> _AIM OF THE EXERCISE_: Write out the full set of records below exactly.

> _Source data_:
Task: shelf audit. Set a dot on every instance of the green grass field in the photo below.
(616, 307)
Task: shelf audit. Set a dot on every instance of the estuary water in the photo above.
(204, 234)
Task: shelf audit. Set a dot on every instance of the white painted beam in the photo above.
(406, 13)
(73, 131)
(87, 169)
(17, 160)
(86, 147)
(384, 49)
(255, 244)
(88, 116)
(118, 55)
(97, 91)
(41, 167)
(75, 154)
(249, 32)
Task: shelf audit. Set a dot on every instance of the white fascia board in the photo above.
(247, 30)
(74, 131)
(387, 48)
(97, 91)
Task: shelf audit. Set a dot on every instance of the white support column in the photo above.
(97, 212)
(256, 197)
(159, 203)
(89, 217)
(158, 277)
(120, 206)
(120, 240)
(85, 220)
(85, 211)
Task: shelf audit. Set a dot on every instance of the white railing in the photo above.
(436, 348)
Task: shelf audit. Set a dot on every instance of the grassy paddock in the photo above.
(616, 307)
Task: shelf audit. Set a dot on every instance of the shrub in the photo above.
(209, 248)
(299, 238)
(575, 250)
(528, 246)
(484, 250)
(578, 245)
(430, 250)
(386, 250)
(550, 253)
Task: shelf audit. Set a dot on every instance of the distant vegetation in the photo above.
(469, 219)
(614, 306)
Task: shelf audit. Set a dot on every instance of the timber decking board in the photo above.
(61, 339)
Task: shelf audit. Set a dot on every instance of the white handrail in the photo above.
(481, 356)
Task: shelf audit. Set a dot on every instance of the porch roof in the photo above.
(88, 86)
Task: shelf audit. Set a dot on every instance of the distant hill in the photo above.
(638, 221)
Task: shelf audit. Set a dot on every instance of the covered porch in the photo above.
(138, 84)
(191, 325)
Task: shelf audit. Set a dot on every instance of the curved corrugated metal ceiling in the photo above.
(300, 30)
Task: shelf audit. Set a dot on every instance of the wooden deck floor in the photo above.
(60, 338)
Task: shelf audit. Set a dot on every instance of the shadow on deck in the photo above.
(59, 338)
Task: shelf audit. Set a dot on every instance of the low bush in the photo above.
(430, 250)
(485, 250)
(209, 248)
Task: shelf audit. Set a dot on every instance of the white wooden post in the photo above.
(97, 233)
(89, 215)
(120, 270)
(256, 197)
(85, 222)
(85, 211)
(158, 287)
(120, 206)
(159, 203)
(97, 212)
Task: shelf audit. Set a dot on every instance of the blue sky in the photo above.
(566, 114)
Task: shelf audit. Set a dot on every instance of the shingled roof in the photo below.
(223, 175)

> _RESULT OF THIS TASK_:
Task: shelf audit. Set a dot on every instance of the green grass field in the photo below.
(616, 307)
Task: shelf audit. Set a dot on every instance of the estuary water in the photo above.
(204, 234)
Task: shelf audit. Set a dot on every instance of the white painted beam in the photo above.
(406, 13)
(73, 131)
(87, 169)
(17, 160)
(86, 147)
(384, 49)
(255, 244)
(88, 116)
(118, 55)
(97, 91)
(41, 167)
(75, 154)
(249, 32)
Task: shelf audit. Set a dot on every instance of the white fascia board in the photo above.
(247, 30)
(74, 131)
(387, 48)
(97, 91)
Task: shelf audit. Set a dot on every instance of the white support column in the photo above.
(97, 212)
(256, 197)
(159, 203)
(89, 217)
(158, 277)
(120, 206)
(120, 240)
(85, 220)
(85, 211)
Task: shelf audit. Set a dot on every instance of the white railing in the photo above.
(436, 348)
Task: shelf audit. Set a dot on every instance of the grassy paddock in the photo above.
(616, 307)
Task: shelf audit. Set a dot on every instance of the shrub in the photo above.
(209, 248)
(299, 238)
(575, 250)
(528, 246)
(484, 250)
(578, 245)
(430, 250)
(386, 250)
(550, 253)
Task: shelf audit. Set a dot on every instance of the distant vegetation in the photo above.
(469, 219)
(614, 306)
Task: shelf audit. Set a dot on every instance of the timber decking board in the photo above.
(61, 339)
Task: shelf audit. Set a dot on every instance of the white handrail in the photo above.
(481, 356)
Task: shelf audit. Set a dot on every instance of the porch roof in the photo above.
(88, 86)
Task: shelf audit. Set a dot on every instance of the distant hill in the photo above.
(638, 221)
Task: shelf audit. Set a dot on every instance of the covered porch in the photo above.
(138, 84)
(191, 325)
Task: shelf audit. Set a dot on every instance of the curved corrugated metal ceiling in the photo above.
(300, 30)
Task: shelf audit. Set a dot on every instance of the wooden deck floor in the photo above.
(60, 338)
Task: shelf audit. Set a dot on every instance of the shadow on deck in the photo above.
(59, 338)
Task: shelf audit. Set a dot on every instance of the low bush in the photo above.
(430, 250)
(485, 250)
(209, 248)
Task: shelf audit. Set a dot on every instance of the white wooden post in the photo above.
(97, 233)
(89, 215)
(120, 270)
(256, 197)
(85, 222)
(85, 211)
(158, 287)
(120, 206)
(159, 203)
(97, 212)
Task: shelf audit. Set a dot on every instance of the blue sky in the photo above.
(566, 114)
Task: shelf audit. Set a dot on every instance of the shingled roof in the photo below.
(223, 175)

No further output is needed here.